### TASK GOAL
Needed from the data below: all lines that contain the word "part".

Referring expression grounding data

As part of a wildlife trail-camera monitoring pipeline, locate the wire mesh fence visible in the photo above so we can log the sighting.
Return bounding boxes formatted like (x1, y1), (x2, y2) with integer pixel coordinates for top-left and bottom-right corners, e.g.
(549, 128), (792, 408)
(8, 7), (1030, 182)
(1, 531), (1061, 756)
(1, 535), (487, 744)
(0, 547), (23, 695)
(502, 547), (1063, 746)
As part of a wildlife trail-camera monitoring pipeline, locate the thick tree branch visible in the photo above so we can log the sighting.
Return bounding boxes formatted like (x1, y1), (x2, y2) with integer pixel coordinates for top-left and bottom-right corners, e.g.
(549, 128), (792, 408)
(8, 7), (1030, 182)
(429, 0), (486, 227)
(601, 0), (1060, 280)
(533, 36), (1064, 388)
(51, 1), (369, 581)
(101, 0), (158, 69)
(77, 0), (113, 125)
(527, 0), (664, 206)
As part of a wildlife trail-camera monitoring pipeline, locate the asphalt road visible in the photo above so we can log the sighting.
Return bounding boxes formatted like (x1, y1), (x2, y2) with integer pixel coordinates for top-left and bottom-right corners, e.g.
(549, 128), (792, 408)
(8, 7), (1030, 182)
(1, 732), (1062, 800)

### RESULT FOR THIS TASK
As part of a wildlife trail-camera monitoring pipeline, locate the wire mesh fence visible in the photo above so we can log the sighting.
As part of a wildlife trail-camera monitoring pipeline, locate the thick tree branch visible in the photo above so we can log the sighting.
As part of a wildlife trail-camera monitoring pipeline, locate the asphalt road visible in the photo above so we can log the sighting.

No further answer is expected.